··· Page text
Bigger, Stronger, Faster*
B+

Bigger, Stronger, Faster*

B+

Bigger, Stronger, Faster*

Director: Christopher Bell
Runtime: 106 minutes
Cast:

Why do people get bent out of shape about athletes using performance-enhancing drugs, but not when athletes use medical procedures and training methods to produce exactly the same effects, with roughly the same amount of expended effort? Are anabolic steroids actually more dangerous than other kinds of drugs or supplements, or is the evidence against them merely anecdotal? Christopher Bell's first-person documentary Bigger, Stronger, Faster* attempts to look beyond the hysteria and consider exactly how and why a culture that values physical power has internalized the idea that steroid use in sports is a scourge. Bell's main reason for his inquiry? Both of his brothers have been using for years.

The family angle gives Bigger, Stronger, Faster* a personal and emotional underpinning that almost justifies the movie's adherence to the pro forma Michael Moore style. Bell opens with the telltale wry tone of the modern issue doc, poking fun of American excess via an anecdote about Hulk Hogan's wrestling rivalry with The Iron Sheik. Within the first five minutes, viewers with a low tolerance for this kind of cutesiness may be tempted to flee. If they do, they'll miss a complicated and astoundingly well-balanced documentary, designed to provoke reasoned debate. They'll also miss scenes of sublime contradiction, as when one of Bell's brothers, a power-lifter, tells him, "If you're apprehensive about trying new methods, maybe you're not cut out to be a champion," while admitting that he's not ready to confess to their parents or his teenage students that he's juicing.

Do Bell's brothers demur because they know deep down that steroids are wrong, or because they believe society's position on the matter is too biased for anyone to judge their choice fairly? It's to Bell's credit that he leaves that question open. Bigger, Stronger, Faster* offers persuasive examples of circumstances in which we let people make their own choices, no matter how dimwitted, from plastic-surgery addiction to daredevil stunts. But Bell also questions a culture so obsessed with body image and celebrity that people feel compelled to transform themselves by any means necessary. "I was born to attain greatness," one of Bell's brothers insists. To which Bell shoots back, with all due fraternity: Why can't you be happy with who you are?
······
··· Data excerpts
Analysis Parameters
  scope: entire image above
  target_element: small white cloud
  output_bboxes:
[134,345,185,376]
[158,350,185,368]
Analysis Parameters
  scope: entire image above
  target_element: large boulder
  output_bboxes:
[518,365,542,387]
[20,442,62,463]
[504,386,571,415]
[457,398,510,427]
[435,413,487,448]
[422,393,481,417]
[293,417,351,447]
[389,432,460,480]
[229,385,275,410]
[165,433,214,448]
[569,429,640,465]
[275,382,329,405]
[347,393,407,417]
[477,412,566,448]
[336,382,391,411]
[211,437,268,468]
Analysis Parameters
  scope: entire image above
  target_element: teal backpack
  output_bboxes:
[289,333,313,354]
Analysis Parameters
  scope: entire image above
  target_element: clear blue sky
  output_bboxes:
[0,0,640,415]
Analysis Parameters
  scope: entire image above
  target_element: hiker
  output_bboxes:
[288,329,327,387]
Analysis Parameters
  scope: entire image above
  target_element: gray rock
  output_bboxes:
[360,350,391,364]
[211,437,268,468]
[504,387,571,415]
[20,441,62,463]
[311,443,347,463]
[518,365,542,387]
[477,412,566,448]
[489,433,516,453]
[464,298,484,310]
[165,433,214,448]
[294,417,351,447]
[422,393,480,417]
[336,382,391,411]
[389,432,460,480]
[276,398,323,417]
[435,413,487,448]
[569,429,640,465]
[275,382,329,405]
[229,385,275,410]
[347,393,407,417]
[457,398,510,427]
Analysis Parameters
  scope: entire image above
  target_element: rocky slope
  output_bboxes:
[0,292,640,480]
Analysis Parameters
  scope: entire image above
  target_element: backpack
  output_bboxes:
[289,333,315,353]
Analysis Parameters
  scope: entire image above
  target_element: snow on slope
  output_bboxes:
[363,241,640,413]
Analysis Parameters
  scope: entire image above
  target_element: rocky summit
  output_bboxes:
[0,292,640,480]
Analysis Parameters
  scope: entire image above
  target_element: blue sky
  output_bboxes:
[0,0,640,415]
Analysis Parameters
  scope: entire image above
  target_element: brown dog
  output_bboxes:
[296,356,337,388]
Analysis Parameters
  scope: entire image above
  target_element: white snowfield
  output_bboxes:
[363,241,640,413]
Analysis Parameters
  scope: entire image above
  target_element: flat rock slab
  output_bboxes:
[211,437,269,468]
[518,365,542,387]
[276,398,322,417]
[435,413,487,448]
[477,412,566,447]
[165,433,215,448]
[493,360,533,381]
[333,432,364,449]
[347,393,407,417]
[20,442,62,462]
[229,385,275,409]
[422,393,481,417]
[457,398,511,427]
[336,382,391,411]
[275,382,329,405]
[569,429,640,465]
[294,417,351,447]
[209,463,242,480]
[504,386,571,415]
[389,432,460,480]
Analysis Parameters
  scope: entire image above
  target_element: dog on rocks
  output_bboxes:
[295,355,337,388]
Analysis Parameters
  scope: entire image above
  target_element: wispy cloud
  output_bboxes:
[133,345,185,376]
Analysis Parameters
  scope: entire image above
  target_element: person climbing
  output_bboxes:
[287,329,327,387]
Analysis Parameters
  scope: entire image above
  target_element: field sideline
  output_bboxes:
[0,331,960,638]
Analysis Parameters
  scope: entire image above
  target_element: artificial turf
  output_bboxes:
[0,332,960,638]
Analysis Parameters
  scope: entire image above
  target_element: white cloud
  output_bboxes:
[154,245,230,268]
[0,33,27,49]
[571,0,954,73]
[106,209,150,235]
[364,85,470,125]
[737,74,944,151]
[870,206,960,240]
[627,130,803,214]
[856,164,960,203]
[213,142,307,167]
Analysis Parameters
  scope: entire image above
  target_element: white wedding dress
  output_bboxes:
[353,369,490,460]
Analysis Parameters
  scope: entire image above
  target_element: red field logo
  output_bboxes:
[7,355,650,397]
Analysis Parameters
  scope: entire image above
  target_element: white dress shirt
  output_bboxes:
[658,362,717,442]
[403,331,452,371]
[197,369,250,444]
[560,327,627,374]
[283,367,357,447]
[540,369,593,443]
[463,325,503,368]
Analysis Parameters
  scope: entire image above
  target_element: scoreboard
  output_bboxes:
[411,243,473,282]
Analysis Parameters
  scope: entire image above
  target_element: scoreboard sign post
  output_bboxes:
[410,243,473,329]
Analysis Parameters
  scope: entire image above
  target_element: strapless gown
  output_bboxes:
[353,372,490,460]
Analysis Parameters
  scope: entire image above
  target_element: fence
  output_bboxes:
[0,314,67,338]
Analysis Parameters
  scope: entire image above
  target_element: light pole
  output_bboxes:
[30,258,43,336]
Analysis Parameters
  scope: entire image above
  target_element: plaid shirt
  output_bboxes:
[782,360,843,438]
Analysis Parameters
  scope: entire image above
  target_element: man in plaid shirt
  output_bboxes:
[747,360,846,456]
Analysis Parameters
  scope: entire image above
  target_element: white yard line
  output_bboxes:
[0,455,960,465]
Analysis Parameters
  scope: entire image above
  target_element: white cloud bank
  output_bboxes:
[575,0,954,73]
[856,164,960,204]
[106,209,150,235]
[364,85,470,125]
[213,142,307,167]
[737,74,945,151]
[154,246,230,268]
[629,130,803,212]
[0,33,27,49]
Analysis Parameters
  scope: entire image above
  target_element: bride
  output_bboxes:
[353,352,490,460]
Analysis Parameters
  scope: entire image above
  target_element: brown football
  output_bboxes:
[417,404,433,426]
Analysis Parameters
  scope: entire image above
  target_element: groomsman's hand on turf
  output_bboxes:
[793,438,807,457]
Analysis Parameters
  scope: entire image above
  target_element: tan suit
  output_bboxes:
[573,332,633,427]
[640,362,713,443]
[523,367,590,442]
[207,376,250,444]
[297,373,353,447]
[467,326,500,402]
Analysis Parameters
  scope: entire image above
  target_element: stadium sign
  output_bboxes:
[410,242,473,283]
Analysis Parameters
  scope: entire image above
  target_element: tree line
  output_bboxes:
······
··· Data excerpts
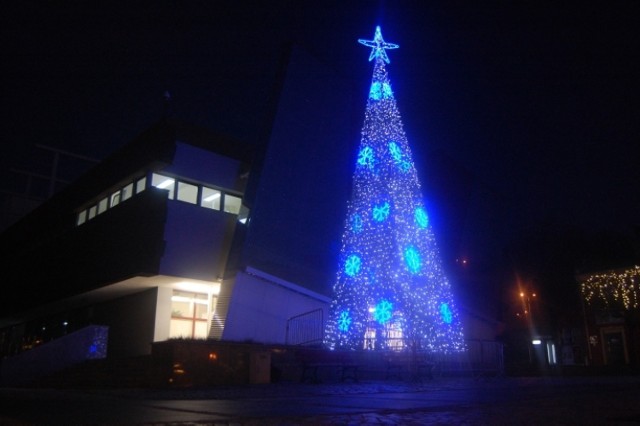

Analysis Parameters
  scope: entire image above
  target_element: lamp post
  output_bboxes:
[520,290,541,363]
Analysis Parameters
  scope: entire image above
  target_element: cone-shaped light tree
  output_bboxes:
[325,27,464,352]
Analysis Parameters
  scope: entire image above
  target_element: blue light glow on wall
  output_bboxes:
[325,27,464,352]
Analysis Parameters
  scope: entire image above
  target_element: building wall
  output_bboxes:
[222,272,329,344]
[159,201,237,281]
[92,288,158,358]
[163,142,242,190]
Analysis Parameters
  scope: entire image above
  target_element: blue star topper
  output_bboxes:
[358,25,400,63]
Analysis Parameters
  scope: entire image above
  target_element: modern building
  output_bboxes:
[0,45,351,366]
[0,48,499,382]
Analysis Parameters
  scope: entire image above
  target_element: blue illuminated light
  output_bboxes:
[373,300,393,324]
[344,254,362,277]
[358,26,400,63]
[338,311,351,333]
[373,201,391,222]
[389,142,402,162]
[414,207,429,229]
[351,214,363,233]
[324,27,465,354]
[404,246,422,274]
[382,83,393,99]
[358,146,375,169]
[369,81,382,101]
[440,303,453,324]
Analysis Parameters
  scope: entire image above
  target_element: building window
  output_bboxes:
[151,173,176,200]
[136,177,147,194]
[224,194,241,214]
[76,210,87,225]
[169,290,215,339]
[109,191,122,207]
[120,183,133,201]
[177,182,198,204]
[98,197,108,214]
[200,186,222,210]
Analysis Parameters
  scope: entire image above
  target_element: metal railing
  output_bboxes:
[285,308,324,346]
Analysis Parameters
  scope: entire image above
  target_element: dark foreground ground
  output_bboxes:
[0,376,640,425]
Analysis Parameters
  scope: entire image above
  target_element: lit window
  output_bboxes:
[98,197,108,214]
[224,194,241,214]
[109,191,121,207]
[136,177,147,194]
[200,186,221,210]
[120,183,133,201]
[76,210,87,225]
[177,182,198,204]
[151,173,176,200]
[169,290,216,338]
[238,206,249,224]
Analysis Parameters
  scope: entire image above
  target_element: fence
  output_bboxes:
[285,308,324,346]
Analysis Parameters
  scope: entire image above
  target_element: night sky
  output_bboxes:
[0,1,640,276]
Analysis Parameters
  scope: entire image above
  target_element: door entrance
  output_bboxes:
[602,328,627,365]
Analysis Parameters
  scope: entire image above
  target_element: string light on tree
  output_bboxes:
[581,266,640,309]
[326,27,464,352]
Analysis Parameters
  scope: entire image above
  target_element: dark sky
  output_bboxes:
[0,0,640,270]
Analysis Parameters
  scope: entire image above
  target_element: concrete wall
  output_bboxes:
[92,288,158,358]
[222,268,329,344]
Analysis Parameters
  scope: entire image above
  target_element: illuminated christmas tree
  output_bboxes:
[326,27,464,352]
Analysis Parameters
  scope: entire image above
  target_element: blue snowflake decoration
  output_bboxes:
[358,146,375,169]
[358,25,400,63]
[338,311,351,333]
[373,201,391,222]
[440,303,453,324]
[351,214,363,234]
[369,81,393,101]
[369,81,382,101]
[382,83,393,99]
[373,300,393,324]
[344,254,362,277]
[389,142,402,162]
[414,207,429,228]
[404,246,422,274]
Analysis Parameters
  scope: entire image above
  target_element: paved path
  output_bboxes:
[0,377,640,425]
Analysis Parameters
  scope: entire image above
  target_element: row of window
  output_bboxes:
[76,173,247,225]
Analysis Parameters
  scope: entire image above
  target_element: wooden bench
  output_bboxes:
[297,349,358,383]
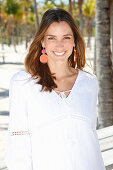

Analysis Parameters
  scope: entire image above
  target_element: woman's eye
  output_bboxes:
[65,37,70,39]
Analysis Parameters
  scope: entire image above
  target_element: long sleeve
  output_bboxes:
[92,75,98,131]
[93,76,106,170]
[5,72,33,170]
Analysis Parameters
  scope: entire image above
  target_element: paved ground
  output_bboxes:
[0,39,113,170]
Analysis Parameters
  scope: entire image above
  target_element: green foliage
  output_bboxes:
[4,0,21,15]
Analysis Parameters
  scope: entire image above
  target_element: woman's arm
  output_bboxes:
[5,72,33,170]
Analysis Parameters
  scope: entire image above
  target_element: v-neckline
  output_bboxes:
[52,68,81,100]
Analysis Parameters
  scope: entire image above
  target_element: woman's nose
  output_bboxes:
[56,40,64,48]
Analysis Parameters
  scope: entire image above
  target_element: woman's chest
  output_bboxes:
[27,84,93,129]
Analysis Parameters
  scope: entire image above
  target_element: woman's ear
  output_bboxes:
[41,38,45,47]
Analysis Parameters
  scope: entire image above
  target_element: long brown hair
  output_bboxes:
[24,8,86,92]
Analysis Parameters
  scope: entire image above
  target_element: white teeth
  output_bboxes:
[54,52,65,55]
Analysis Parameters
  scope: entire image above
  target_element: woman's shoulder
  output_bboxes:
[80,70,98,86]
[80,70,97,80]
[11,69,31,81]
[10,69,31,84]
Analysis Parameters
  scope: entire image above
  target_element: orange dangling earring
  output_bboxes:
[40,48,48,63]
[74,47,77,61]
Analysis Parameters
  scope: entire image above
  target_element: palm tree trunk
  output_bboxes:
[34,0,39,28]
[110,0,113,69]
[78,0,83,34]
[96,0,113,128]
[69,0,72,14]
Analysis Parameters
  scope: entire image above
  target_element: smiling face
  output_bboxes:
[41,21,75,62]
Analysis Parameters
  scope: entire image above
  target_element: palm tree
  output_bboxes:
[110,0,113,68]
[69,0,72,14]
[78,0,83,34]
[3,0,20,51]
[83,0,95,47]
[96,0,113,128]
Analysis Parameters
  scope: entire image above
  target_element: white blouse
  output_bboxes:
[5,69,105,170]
······
_Directions:_
1. Name every person the review mentions by name.
2. Please copy the stretch of the review from "Why do people" through "using for years." word for word.
None of the items in the dataset are needed here.

_Results in order:_
1. Christopher Bell, Michael Moore, Hulk Hogan, The Iron Sheik

2.
Why do people get bent out of shape about athletes using performance-enhancing drugs, but not when athletes use medical procedures and training methods to produce exactly the same effects, with roughly the same amount of expended effort? Are anabolic steroids actually more dangerous than other kinds of drugs or supplements, or is the evidence against them merely anecdotal? Christopher Bell's first-person documentary Bigger, Stronger, Faster* attempts to look beyond the hysteria and consider exactly how and why a culture that values physical power has internalized the idea that steroid use in sports is a scourge. Bell's main reason for his inquiry? Both of his brothers have been using for years.